→ Supplied material
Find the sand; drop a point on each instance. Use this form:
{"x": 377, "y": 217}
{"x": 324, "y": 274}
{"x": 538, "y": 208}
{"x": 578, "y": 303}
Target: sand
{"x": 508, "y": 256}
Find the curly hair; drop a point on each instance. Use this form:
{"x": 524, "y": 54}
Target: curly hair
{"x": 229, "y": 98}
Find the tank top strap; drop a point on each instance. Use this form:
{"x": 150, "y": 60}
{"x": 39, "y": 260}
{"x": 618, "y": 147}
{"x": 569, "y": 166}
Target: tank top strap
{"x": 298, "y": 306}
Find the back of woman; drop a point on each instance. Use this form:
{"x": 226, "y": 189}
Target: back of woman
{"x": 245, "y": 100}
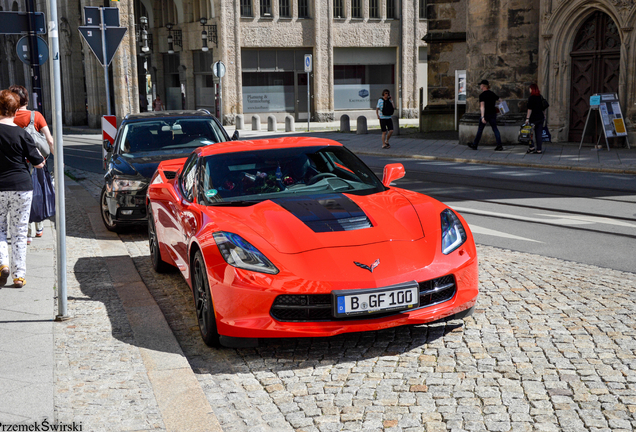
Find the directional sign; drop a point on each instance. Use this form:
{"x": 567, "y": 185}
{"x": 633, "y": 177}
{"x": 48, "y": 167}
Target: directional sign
{"x": 92, "y": 16}
{"x": 93, "y": 36}
{"x": 308, "y": 63}
{"x": 18, "y": 23}
{"x": 219, "y": 69}
{"x": 24, "y": 54}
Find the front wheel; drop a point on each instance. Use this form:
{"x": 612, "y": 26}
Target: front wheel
{"x": 203, "y": 302}
{"x": 158, "y": 264}
{"x": 107, "y": 218}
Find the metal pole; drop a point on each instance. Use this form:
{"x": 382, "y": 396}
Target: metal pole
{"x": 102, "y": 27}
{"x": 308, "y": 104}
{"x": 60, "y": 213}
{"x": 36, "y": 81}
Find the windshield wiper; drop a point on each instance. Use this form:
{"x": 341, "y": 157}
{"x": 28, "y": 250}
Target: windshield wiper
{"x": 246, "y": 203}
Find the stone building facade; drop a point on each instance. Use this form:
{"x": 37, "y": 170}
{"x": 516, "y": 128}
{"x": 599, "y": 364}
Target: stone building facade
{"x": 359, "y": 47}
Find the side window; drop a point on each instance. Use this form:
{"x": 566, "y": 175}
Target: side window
{"x": 187, "y": 178}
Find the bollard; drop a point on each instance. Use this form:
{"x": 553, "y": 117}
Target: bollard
{"x": 290, "y": 123}
{"x": 396, "y": 125}
{"x": 271, "y": 123}
{"x": 361, "y": 128}
{"x": 345, "y": 123}
{"x": 256, "y": 122}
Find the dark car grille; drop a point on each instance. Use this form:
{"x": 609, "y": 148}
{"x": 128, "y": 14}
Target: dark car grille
{"x": 318, "y": 307}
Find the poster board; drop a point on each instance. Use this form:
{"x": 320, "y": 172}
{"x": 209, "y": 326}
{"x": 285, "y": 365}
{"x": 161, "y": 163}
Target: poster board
{"x": 460, "y": 91}
{"x": 611, "y": 115}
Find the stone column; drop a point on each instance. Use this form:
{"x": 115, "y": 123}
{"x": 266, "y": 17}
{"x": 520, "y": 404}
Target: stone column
{"x": 126, "y": 88}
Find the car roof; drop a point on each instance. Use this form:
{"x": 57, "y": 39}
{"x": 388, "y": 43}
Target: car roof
{"x": 163, "y": 114}
{"x": 265, "y": 144}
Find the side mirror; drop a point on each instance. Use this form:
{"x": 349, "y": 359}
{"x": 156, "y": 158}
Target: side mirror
{"x": 108, "y": 146}
{"x": 392, "y": 172}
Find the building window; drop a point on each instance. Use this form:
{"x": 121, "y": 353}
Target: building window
{"x": 356, "y": 8}
{"x": 266, "y": 8}
{"x": 303, "y": 8}
{"x": 390, "y": 9}
{"x": 284, "y": 8}
{"x": 338, "y": 9}
{"x": 246, "y": 8}
{"x": 374, "y": 9}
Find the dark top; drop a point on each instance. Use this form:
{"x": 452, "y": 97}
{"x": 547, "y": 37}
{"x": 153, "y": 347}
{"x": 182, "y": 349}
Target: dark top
{"x": 489, "y": 99}
{"x": 16, "y": 146}
{"x": 535, "y": 104}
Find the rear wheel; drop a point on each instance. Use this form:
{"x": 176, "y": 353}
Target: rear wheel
{"x": 107, "y": 218}
{"x": 203, "y": 302}
{"x": 158, "y": 264}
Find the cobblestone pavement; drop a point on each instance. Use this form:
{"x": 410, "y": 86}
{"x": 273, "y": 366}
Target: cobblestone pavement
{"x": 551, "y": 347}
{"x": 100, "y": 377}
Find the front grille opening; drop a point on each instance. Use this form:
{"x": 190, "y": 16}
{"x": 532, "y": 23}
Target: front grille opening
{"x": 318, "y": 307}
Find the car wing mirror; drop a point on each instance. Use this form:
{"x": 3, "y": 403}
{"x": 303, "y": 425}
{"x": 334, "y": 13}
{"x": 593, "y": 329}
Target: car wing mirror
{"x": 108, "y": 146}
{"x": 392, "y": 172}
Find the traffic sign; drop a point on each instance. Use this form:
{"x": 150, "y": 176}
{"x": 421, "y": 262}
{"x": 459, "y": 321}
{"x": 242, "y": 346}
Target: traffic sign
{"x": 24, "y": 54}
{"x": 308, "y": 63}
{"x": 109, "y": 128}
{"x": 92, "y": 16}
{"x": 219, "y": 69}
{"x": 93, "y": 37}
{"x": 18, "y": 23}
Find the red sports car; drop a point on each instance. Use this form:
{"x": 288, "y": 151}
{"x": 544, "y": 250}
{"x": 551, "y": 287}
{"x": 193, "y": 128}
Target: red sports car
{"x": 297, "y": 237}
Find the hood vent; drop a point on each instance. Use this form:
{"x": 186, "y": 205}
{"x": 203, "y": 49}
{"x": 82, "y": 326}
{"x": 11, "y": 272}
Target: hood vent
{"x": 326, "y": 213}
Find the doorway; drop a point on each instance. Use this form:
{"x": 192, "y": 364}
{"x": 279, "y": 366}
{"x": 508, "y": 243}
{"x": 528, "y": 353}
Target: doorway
{"x": 595, "y": 68}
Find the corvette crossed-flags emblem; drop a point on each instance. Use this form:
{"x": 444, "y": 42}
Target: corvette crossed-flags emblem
{"x": 366, "y": 267}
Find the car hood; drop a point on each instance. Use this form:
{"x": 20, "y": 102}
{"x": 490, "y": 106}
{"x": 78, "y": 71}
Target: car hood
{"x": 301, "y": 224}
{"x": 143, "y": 164}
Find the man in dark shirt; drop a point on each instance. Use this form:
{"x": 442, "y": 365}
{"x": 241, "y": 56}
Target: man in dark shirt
{"x": 487, "y": 102}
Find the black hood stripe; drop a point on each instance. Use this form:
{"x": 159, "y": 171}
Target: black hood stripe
{"x": 327, "y": 212}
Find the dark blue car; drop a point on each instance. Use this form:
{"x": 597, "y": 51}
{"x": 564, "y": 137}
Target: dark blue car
{"x": 142, "y": 141}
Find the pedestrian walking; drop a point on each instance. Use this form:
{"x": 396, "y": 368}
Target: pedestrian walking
{"x": 488, "y": 109}
{"x": 384, "y": 111}
{"x": 157, "y": 105}
{"x": 535, "y": 118}
{"x": 23, "y": 119}
{"x": 16, "y": 189}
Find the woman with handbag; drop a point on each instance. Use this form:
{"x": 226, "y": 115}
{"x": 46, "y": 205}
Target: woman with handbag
{"x": 27, "y": 119}
{"x": 16, "y": 189}
{"x": 535, "y": 117}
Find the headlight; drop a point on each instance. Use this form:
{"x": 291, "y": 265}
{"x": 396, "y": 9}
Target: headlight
{"x": 453, "y": 233}
{"x": 239, "y": 253}
{"x": 120, "y": 184}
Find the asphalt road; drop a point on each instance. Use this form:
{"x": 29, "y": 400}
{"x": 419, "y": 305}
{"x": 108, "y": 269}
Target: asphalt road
{"x": 577, "y": 216}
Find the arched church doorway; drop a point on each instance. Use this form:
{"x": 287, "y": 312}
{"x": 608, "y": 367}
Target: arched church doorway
{"x": 595, "y": 67}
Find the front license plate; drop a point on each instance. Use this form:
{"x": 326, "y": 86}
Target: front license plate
{"x": 377, "y": 300}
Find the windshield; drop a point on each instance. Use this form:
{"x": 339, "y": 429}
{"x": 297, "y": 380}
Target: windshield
{"x": 260, "y": 175}
{"x": 179, "y": 135}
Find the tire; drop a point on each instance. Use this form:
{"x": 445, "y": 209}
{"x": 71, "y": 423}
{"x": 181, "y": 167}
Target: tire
{"x": 158, "y": 264}
{"x": 107, "y": 218}
{"x": 203, "y": 302}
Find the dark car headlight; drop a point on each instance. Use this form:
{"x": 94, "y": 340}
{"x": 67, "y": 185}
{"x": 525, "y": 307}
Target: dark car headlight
{"x": 124, "y": 184}
{"x": 239, "y": 253}
{"x": 453, "y": 232}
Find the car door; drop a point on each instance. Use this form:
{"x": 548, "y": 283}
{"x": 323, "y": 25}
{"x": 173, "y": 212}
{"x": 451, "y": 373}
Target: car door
{"x": 183, "y": 213}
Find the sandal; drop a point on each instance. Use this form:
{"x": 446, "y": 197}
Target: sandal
{"x": 4, "y": 274}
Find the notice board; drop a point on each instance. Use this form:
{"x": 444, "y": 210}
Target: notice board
{"x": 611, "y": 115}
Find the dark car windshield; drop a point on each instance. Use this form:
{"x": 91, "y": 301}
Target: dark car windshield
{"x": 254, "y": 176}
{"x": 180, "y": 135}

→ Problem to work on
Everything from the line that contains "Find the dark car windshield;" to the last line of the records, restated word for word, is the required output.

→ Your response
Find the dark car windshield; drop a point on each instance. Use this form:
{"x": 91, "y": 301}
Target: dark car windshield
{"x": 254, "y": 176}
{"x": 180, "y": 135}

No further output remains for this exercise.